* **WHAT TO DO**: Could you reproduce every record below exactly as written?

Referring expression data:
━━━━━━

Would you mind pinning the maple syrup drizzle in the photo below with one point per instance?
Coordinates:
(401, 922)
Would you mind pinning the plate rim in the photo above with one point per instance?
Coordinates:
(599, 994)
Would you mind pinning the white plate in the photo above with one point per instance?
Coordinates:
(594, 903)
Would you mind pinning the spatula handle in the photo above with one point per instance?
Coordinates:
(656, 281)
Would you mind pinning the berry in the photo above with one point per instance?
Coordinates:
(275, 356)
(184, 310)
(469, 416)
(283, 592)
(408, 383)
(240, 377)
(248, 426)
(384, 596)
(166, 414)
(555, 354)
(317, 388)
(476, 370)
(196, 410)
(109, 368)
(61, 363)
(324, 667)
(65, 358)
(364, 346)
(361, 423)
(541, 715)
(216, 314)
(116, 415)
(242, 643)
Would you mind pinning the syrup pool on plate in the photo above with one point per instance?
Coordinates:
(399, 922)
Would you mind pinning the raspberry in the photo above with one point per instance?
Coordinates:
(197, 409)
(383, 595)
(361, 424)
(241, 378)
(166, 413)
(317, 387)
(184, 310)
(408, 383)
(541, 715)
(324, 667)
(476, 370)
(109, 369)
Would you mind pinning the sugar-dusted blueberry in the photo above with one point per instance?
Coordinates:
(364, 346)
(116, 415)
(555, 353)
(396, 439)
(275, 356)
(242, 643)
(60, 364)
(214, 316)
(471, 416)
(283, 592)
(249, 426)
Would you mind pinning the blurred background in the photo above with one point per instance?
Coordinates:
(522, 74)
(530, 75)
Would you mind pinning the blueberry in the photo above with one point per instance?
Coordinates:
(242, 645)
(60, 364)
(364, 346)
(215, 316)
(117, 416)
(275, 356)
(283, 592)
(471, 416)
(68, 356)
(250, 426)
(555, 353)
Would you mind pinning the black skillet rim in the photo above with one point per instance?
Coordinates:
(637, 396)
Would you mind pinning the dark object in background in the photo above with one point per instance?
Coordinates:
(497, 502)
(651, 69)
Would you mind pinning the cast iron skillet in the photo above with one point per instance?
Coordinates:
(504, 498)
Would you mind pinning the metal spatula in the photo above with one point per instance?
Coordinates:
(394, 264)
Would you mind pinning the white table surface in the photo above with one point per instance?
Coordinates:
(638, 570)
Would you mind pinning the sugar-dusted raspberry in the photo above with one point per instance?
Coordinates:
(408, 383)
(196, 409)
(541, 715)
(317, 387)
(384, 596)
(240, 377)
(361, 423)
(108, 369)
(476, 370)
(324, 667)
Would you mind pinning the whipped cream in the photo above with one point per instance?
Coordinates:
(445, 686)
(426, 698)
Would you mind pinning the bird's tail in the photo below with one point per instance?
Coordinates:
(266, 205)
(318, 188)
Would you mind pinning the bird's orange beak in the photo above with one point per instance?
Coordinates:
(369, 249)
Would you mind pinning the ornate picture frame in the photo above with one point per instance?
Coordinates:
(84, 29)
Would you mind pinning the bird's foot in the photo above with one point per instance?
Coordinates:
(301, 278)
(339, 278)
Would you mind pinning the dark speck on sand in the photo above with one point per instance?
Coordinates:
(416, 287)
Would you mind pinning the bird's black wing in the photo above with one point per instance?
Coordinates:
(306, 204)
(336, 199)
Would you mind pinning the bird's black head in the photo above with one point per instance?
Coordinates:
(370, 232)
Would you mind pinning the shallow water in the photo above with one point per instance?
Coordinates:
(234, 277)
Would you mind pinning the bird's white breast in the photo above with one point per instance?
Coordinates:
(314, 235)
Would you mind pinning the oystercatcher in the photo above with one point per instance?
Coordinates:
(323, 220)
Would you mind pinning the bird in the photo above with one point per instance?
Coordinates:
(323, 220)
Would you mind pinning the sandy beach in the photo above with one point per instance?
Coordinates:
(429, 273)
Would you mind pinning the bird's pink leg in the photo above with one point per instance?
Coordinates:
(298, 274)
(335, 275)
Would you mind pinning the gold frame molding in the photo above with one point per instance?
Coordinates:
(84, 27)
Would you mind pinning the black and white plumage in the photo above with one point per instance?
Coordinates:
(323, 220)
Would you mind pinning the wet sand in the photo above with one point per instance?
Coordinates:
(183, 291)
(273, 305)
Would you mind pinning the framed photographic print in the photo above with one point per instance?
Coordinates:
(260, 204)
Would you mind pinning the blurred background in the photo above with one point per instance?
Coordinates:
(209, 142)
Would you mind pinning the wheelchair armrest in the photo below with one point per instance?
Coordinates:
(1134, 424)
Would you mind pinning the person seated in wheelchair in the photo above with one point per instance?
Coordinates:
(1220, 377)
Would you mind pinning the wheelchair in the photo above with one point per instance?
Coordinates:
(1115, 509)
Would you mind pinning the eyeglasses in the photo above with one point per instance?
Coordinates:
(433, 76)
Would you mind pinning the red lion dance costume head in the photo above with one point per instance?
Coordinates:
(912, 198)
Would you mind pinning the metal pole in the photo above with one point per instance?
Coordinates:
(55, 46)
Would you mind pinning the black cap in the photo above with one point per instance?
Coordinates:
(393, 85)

━━━━━━

* **PROBLEM SOLUTION**:
Would you mind pinning the maple syrup drizzle in the photo below with one point per instance?
Coordinates:
(401, 922)
Would you mind pinning the plate rim in the photo above with one point per instance?
Coordinates:
(599, 994)
Would you mind pinning the white plate in the photo above with one point per instance?
Coordinates:
(594, 903)
Would you mind pinning the spatula handle in the photo above with one point per instance?
Coordinates:
(656, 281)
Would you mind pinning the berry in the photo above with one point per instance?
Coordinates:
(275, 356)
(184, 310)
(469, 416)
(283, 592)
(408, 383)
(240, 377)
(248, 426)
(384, 596)
(166, 414)
(555, 354)
(317, 388)
(476, 370)
(196, 410)
(109, 368)
(61, 363)
(324, 667)
(65, 358)
(364, 346)
(361, 423)
(541, 715)
(216, 314)
(116, 415)
(242, 643)
Would you mind pinning the syrup pool on plate in the photo above with one point per instance?
Coordinates:
(399, 922)
Would you mind pinning the raspberry in the photo above with one point per instance?
Coordinates:
(197, 409)
(383, 595)
(361, 424)
(241, 378)
(166, 413)
(317, 387)
(184, 310)
(408, 383)
(541, 715)
(324, 667)
(476, 370)
(109, 369)
Would you mind pinning the sugar-dusted blueberry in the photo above with one point per instance?
Coordinates:
(364, 346)
(116, 415)
(555, 353)
(396, 439)
(275, 356)
(242, 643)
(60, 364)
(214, 316)
(471, 416)
(283, 592)
(249, 426)
Would you mind pinning the blurred background in the photo above with one point per instance?
Coordinates:
(522, 74)
(530, 75)
Would you mind pinning the blueberry in the photo above with one point per instance?
Coordinates:
(242, 645)
(60, 364)
(364, 346)
(215, 316)
(117, 416)
(275, 356)
(283, 592)
(471, 416)
(68, 356)
(250, 426)
(555, 353)
Would you mind pinning the black skillet rim in the photo above with one point per instance?
Coordinates:
(637, 396)
Would you mind pinning the dark object in background in the photo above with one point per instance?
Coordinates:
(497, 502)
(651, 69)
Would you mind pinning the cast iron skillet in the photo above with one point per instance?
Coordinates:
(504, 498)
Would you mind pinning the metal spatula in the photo above with one point per instance?
Coordinates:
(394, 264)
Would you mind pinning the white table surface in the photo above with one point per instance?
Coordinates:
(638, 570)
Would you mind pinning the sugar-dusted raspberry in the photo above with one point per instance?
Coordinates:
(408, 383)
(196, 409)
(541, 715)
(317, 387)
(384, 596)
(240, 377)
(361, 423)
(108, 369)
(476, 370)
(324, 667)
Would you mind pinning the whipped cream in the photo above with one point per instance?
Coordinates:
(445, 686)
(426, 698)
Would you mind pinning the bird's tail in the photo below with one point per instance?
Coordinates:
(266, 205)
(318, 188)
Would you mind pinning the bird's orange beak in the photo above with one point per instance?
Coordinates:
(369, 249)
Would you mind pinning the ornate picture frame in the photo above with one point per instance?
Coordinates:
(84, 29)
Would you mind pinning the bird's foot in the photo above with one point per instance?
Coordinates:
(301, 278)
(339, 278)
Would you mind pinning the dark speck on sand in the photo above with one point per instance?
Coordinates:
(416, 287)
Would you mind pinning the bird's black wing in the photo above with one point per instance?
Coordinates:
(306, 204)
(336, 199)
Would you mind pinning the bird's black head in the photo above with one point per instance?
Coordinates:
(370, 232)
Would you mind pinning the shallow water in the photo above with one point per instance?
Coordinates:
(234, 277)
Would you mind pinning the bird's white breast in the photo above with one point per instance?
Coordinates:
(314, 235)
Would you mind pinning the oystercatcher in the photo above with one point per instance?
Coordinates:
(323, 220)
Would you mind pinning the bird in the photo above with one point per instance?
Coordinates:
(323, 220)
Would you mind pinning the sandy beach in the photo above with one point per instance?
Coordinates:
(429, 273)
Would you mind pinning the bird's pink leg in the photo above with one point per instance?
Coordinates:
(298, 274)
(335, 275)
Would you mind pinning the gold frame molding in the photo above with one point per instance?
Coordinates:
(84, 27)
Would you mind pinning the black and white plumage in the photo above with one point per instance?
Coordinates:
(323, 220)
Would you mind pinning the wet sand in the photo above with one point per instance?
Coordinates:
(183, 291)
(273, 305)
Would you mind pinning the framed photographic print in the photo above with one point per instance?
Coordinates:
(260, 204)
Would you mind pinning the blurred background in the photo above with one point per instance?
Coordinates:
(209, 142)
Would you mind pinning the wheelchair armrest in the photo below with one point per instance?
Coordinates:
(1134, 424)
Would you mind pinning the person seated in wheelchair in the photo above with one point per instance?
Coordinates:
(1220, 377)
Would you mind pinning the wheelchair in the photo above with one point per instance?
Coordinates:
(1115, 509)
Would you mind pinning the eyeglasses in the photo above with one point per instance?
Coordinates:
(433, 76)
Would you mind pinning the red lion dance costume head in the photo above with one point per instance?
Coordinates:
(912, 198)
Would you mind pinning the metal pole in the photo above with one point per instance?
Coordinates:
(55, 46)
Would you mind pinning the black cap in the photo above with one point per instance?
Coordinates:
(393, 85)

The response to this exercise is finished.